Dataset excerpts on object pointing:
---

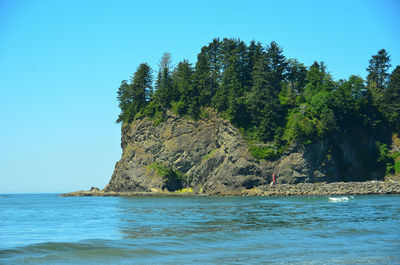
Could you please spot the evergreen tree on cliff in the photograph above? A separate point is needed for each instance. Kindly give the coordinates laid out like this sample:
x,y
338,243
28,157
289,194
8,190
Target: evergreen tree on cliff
x,y
378,75
182,79
133,97
392,99
165,92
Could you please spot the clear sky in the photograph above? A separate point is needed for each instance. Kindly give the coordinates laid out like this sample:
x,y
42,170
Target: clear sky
x,y
61,63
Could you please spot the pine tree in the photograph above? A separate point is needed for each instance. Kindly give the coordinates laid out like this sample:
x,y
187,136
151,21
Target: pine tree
x,y
133,97
182,79
378,76
392,99
164,90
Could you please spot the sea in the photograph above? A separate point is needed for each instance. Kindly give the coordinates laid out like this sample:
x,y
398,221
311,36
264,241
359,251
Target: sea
x,y
49,229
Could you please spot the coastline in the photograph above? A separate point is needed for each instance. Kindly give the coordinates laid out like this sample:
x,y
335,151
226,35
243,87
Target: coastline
x,y
301,189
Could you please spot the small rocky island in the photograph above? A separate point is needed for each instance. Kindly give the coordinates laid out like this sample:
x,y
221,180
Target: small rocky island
x,y
186,157
245,120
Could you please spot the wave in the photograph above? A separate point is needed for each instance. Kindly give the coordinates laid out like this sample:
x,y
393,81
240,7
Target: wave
x,y
340,199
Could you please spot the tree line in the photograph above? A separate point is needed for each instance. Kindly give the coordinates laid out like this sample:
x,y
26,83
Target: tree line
x,y
271,98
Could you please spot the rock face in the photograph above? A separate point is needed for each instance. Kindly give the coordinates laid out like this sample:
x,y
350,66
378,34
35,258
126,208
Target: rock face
x,y
212,157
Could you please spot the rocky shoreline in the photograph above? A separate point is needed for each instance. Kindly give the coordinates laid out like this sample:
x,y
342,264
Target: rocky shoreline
x,y
301,189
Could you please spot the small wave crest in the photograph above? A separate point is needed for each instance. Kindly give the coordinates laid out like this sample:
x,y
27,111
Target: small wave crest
x,y
340,199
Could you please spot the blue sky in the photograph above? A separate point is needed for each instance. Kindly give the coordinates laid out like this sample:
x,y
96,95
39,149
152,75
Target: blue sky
x,y
61,63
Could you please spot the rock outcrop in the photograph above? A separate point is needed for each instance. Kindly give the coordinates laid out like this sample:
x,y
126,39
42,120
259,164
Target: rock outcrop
x,y
211,156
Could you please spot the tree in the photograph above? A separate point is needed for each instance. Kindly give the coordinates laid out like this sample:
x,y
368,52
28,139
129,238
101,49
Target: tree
x,y
318,80
392,99
378,75
164,90
296,75
134,97
277,66
182,79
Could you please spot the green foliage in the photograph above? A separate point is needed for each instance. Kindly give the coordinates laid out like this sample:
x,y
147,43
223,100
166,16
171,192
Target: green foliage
x,y
263,152
397,167
134,97
173,178
274,101
301,126
378,75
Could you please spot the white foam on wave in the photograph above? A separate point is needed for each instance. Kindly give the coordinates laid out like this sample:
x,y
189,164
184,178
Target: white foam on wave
x,y
340,199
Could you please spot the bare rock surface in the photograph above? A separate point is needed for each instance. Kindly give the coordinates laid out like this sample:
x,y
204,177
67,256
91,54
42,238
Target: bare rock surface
x,y
211,157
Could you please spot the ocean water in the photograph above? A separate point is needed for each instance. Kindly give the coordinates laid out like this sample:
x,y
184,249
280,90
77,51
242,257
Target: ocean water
x,y
48,229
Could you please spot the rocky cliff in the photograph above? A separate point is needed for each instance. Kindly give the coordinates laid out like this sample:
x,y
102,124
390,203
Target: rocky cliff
x,y
211,156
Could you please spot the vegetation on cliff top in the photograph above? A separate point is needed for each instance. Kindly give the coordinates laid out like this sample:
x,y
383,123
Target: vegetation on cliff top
x,y
271,98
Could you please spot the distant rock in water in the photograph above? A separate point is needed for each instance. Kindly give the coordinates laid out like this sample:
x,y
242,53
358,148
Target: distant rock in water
x,y
212,157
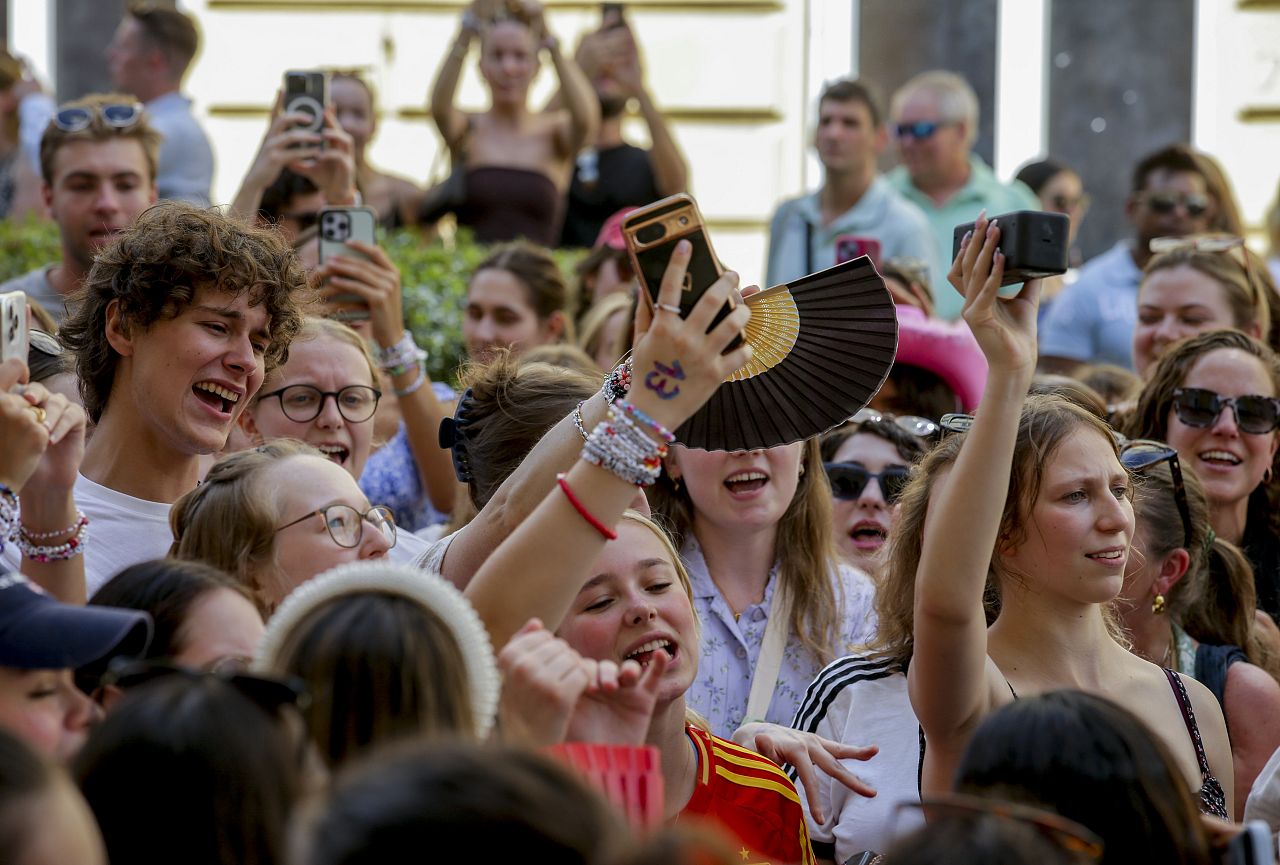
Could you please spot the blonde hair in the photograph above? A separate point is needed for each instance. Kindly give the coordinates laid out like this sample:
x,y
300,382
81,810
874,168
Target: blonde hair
x,y
808,561
99,131
590,332
315,328
229,520
1244,296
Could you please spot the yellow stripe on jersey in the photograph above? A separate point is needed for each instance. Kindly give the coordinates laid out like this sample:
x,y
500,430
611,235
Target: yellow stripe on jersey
x,y
750,759
760,783
704,758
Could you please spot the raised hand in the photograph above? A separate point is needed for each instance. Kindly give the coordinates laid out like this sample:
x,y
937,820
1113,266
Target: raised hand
x,y
542,682
617,705
23,433
809,754
1005,328
677,364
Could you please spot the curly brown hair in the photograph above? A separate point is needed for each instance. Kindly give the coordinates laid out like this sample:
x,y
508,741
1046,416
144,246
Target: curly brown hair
x,y
152,271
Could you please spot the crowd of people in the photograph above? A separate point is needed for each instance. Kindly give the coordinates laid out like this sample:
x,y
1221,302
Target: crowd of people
x,y
270,594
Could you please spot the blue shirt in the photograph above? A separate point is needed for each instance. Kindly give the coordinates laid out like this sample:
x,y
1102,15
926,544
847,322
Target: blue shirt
x,y
186,165
881,214
1093,319
731,648
981,191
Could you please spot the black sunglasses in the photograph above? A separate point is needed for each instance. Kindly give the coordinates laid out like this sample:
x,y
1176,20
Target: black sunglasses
x,y
268,694
1137,454
1165,202
920,129
849,480
78,118
1255,413
1063,833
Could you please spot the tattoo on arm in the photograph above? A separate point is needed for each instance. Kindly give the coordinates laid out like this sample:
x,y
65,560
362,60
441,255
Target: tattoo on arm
x,y
662,379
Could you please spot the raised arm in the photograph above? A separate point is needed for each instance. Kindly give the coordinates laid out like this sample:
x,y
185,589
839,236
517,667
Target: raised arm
x,y
950,673
539,570
575,94
448,119
670,169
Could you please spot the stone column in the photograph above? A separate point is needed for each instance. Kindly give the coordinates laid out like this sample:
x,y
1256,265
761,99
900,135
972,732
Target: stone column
x,y
1119,87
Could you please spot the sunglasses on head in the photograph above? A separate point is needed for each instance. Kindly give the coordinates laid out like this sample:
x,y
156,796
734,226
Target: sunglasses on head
x,y
1065,834
268,694
77,118
849,480
1255,415
1138,454
920,428
920,129
1165,202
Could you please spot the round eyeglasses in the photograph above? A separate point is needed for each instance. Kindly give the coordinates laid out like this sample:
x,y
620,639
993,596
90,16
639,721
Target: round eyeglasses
x,y
346,525
304,402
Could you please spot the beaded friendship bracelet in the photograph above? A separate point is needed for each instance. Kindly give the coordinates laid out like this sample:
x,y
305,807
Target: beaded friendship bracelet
x,y
617,384
59,552
400,358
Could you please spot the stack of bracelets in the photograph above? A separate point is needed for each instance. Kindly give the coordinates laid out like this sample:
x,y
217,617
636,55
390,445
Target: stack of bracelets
x,y
28,543
629,444
400,358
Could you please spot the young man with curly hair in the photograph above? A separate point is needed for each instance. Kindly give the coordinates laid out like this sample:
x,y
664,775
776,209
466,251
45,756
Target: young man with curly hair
x,y
178,323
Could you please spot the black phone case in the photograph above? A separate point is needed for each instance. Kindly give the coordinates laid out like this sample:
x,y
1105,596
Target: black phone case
x,y
703,270
1033,242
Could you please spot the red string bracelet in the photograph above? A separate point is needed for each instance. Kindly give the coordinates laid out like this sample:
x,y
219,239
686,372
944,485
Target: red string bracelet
x,y
608,534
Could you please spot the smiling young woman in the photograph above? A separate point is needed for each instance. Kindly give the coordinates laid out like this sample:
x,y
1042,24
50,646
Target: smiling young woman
x,y
1214,399
1040,502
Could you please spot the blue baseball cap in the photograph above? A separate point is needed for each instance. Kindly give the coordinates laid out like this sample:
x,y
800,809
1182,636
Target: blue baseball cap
x,y
39,632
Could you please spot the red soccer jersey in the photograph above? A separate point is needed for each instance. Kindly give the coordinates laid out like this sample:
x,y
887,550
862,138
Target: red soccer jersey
x,y
749,796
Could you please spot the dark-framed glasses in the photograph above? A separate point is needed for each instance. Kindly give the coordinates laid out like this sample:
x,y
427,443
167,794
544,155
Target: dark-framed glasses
x,y
304,402
1165,202
920,129
77,118
849,480
268,694
1138,454
346,525
1255,413
1063,833
920,428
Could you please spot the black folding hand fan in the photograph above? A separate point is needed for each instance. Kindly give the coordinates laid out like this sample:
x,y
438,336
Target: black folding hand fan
x,y
822,344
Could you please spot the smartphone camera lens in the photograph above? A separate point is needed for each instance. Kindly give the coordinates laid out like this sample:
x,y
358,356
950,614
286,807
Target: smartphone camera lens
x,y
652,233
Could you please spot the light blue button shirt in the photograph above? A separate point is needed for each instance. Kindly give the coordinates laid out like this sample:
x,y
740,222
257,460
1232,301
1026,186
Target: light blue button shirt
x,y
731,648
1092,320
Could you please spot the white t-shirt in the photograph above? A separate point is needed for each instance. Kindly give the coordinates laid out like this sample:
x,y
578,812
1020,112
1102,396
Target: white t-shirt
x,y
122,531
860,700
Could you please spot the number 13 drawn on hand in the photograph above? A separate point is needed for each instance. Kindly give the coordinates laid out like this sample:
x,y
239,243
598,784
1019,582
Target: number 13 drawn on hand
x,y
661,379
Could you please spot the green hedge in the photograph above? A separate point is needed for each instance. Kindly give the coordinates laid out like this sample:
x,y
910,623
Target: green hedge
x,y
434,277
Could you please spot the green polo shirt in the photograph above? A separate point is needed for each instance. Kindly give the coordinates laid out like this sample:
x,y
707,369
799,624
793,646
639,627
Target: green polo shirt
x,y
983,190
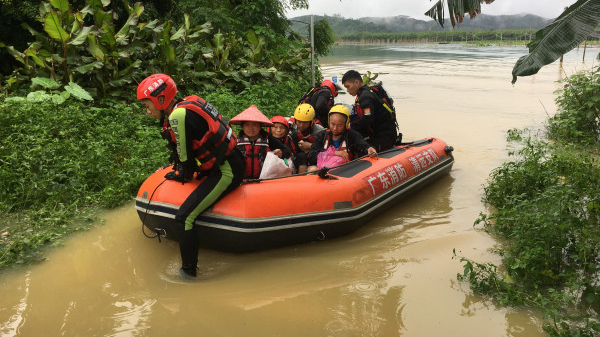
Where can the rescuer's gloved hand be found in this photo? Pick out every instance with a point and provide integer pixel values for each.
(189, 167)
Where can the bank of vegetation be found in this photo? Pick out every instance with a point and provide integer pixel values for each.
(75, 140)
(513, 36)
(545, 206)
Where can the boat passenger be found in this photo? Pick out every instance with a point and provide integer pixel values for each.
(254, 142)
(281, 131)
(202, 142)
(303, 133)
(321, 98)
(348, 143)
(373, 121)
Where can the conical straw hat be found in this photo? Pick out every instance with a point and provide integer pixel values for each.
(252, 114)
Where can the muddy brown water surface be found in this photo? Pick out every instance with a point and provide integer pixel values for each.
(393, 277)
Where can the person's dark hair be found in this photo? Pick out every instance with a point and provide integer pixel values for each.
(351, 75)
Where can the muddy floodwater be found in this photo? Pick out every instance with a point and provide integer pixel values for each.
(393, 277)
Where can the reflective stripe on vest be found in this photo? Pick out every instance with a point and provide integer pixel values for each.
(217, 142)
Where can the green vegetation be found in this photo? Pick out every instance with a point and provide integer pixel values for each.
(106, 56)
(546, 211)
(76, 141)
(61, 163)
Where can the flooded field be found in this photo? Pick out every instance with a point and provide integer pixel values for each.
(393, 277)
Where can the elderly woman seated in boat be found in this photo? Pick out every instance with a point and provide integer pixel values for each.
(339, 143)
(254, 142)
(281, 131)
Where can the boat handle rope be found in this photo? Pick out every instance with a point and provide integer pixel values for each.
(323, 171)
(157, 231)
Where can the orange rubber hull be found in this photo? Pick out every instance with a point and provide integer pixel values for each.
(299, 208)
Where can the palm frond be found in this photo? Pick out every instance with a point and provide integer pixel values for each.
(574, 25)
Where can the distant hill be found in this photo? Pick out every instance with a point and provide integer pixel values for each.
(404, 24)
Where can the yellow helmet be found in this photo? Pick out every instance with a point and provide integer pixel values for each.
(304, 113)
(341, 109)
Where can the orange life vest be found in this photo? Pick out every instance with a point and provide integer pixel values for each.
(254, 155)
(217, 142)
(343, 144)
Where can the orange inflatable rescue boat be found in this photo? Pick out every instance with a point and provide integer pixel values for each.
(264, 214)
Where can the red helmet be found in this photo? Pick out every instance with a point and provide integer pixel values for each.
(332, 86)
(155, 86)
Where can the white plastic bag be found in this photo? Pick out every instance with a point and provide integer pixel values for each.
(274, 167)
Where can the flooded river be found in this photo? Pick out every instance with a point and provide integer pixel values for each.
(393, 277)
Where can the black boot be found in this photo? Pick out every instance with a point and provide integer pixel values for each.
(188, 271)
(188, 247)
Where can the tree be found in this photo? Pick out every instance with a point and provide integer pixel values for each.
(324, 37)
(567, 31)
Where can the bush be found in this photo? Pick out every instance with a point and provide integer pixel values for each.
(579, 110)
(547, 213)
(60, 163)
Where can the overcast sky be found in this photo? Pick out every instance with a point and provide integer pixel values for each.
(415, 8)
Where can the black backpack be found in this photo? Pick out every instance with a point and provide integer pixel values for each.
(386, 101)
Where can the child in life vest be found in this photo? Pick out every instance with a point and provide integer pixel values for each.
(347, 144)
(254, 142)
(281, 131)
(303, 133)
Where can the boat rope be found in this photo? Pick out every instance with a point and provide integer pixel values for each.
(158, 232)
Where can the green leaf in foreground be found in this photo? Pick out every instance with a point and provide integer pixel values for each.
(566, 32)
(45, 82)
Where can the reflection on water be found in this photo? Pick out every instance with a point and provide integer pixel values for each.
(393, 277)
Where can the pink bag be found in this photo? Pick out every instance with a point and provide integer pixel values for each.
(328, 159)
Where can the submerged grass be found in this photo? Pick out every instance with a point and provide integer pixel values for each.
(546, 203)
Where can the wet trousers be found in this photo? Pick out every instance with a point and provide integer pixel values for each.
(217, 184)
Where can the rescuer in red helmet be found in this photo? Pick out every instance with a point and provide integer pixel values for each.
(201, 142)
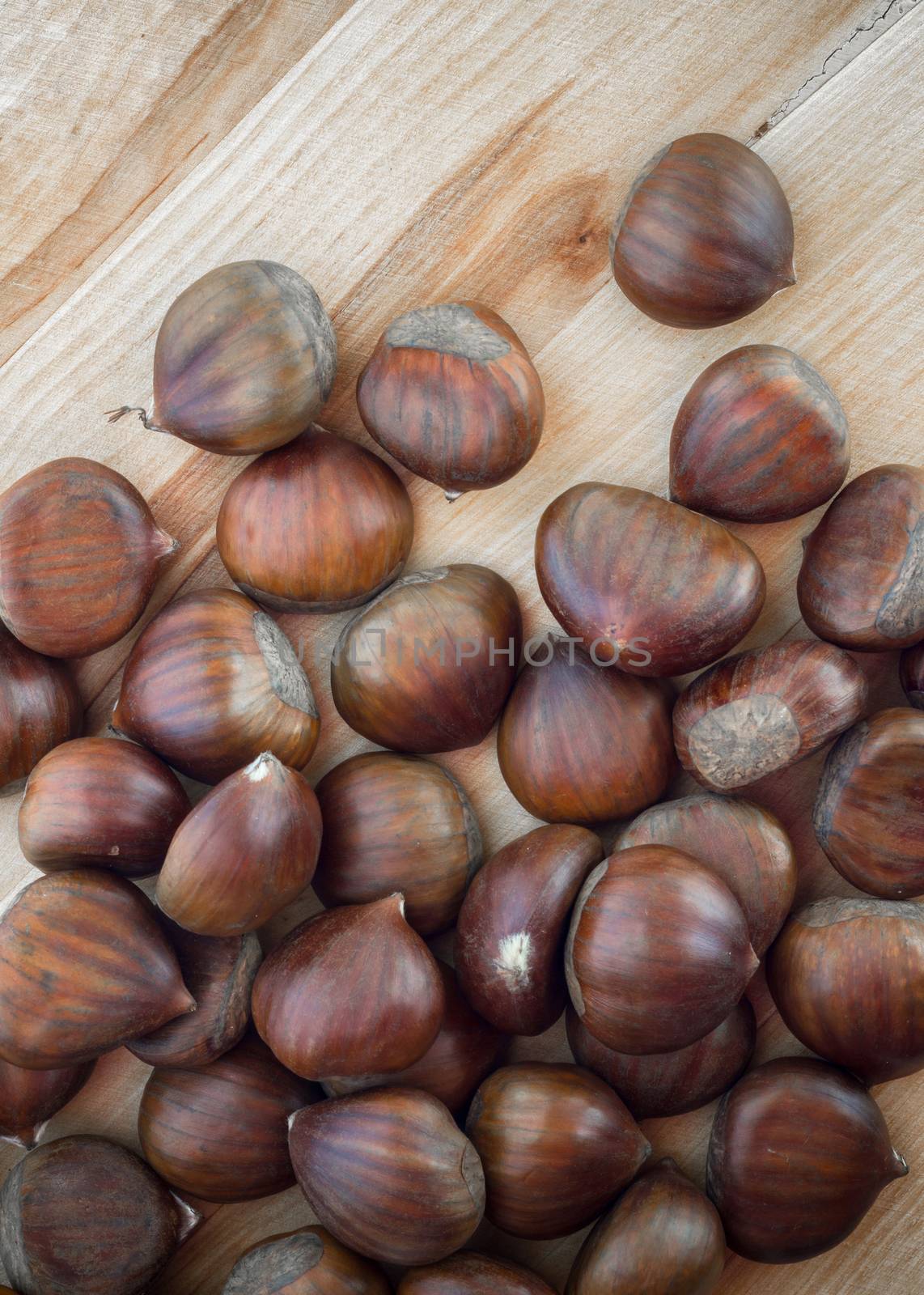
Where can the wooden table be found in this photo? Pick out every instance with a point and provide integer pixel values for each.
(399, 152)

---

To be done:
Lay out the part that opens with the line containing "Where can the wooden" and continues through the end of the entries as a Markdown table, with a "Row" column for the row number and a "Line" column for the line, leaving out any blank lines.

Task solution:
| Row | Line |
|---|---|
| 1 | Where can the wooden table be found in this photo? Pick out every instance with a point and provide integer pixel values for each. |
| 2 | (399, 152) |